INPUT: Begin
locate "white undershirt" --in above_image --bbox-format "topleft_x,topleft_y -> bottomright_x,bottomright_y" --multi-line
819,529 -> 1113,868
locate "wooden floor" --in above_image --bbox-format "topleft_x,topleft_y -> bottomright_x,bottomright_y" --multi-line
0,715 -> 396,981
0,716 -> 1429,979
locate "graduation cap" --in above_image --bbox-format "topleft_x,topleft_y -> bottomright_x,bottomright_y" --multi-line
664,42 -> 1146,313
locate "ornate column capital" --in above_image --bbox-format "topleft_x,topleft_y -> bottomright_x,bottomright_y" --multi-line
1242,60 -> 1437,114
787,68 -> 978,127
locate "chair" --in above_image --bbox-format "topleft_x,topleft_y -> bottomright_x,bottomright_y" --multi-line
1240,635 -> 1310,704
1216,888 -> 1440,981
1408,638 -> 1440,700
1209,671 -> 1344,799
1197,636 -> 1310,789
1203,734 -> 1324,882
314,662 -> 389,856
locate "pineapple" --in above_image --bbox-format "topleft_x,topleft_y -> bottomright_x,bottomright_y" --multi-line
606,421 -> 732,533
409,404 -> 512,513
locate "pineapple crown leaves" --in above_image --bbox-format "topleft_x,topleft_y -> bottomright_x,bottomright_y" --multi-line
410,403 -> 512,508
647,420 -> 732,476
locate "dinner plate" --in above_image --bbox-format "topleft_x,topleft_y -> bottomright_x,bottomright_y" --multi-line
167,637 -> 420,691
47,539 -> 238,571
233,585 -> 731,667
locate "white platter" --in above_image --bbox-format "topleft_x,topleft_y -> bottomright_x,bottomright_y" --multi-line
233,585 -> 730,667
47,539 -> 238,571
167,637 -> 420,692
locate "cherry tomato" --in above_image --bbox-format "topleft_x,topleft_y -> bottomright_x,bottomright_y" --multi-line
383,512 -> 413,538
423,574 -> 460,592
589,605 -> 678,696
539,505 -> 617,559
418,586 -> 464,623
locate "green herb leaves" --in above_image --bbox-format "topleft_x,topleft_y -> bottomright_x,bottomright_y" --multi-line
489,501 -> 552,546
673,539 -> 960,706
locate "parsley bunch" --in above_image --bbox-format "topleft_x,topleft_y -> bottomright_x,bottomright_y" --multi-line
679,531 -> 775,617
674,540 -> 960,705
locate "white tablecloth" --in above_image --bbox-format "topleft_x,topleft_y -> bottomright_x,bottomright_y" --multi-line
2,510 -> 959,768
INPUT: End
## WORK ITEM
Your answer should consist of every record, restated exactly.

## YOUR RESPONSE
locate "white undershirt" --in above_image --bbox-format "topleft_x,topleft_y -> bottomright_x,bottomright_y" --multi-line
819,529 -> 1113,868
locate "wooden floor" --in above_image --bbox-format "topleft_x,topleft_y -> bottomright_x,bottomright_y" --multi-line
0,715 -> 396,981
0,716 -> 1429,979
locate "graduation cap" --in above_image --bbox-format "topleft_x,topleft_y -> bottomright_x,bottomright_y" --multi-line
664,42 -> 1146,313
locate "ornate column capital" --in above_image --bbox-format "topleft_x,topleft_y -> bottomright_x,bottomright_y" --multi-line
1242,60 -> 1437,114
787,68 -> 978,127
locate "chair" --in above_image --bbox-format "topleft_x,topleft_y -> bottomright_x,bottomright_y" --multi-line
1240,635 -> 1310,704
1216,888 -> 1440,981
1408,638 -> 1440,700
1209,671 -> 1344,799
1197,636 -> 1310,789
1203,734 -> 1324,882
314,662 -> 389,856
locate "pineapple" --in above_image --bbox-format "topleft_x,topleft_y -> bottomright_x,bottomright_y" --multi-line
606,421 -> 732,533
409,404 -> 512,513
locate "pineapple crown leaves" --in above_image --bbox-format "topleft_x,topleft_y -> bottomright_x,bottomright_y" --multi-line
410,403 -> 512,508
647,420 -> 732,476
locate "dinner plate" --in above_image --bbox-format "topleft_x,topleft_y -> bottomright_x,bottomright_y" --multi-line
167,637 -> 420,691
47,539 -> 238,571
233,585 -> 731,667
locate "white platter" --in above_image --bbox-format "topleft_x,topleft_y -> bottomright_x,bottomright_y" --multi-line
233,585 -> 730,667
47,539 -> 238,571
167,637 -> 420,692
locate "cherry tomato" --in above_image --bbox-format "topleft_x,topleft_y -> bottomright_x,bottomright_y" --multi-line
383,512 -> 413,538
423,574 -> 460,592
589,605 -> 678,696
539,505 -> 617,559
418,586 -> 464,623
locate "green herb leaves" --in above_image --bbox-format "topleft_x,topleft_y -> bottomright_x,bottomright_y" --multi-line
489,501 -> 552,546
673,539 -> 960,706
locate "parsley bunch" --in above_image --bbox-format "topleft_x,topleft_y -> bottomright_x,bottomright_y" --multi-line
679,531 -> 775,617
674,540 -> 960,705
locate "white tablecloth" --in above_image --bbox-format "topleft_x,topleft_y -> bottomright_x,bottomright_y" --multi-line
2,510 -> 959,768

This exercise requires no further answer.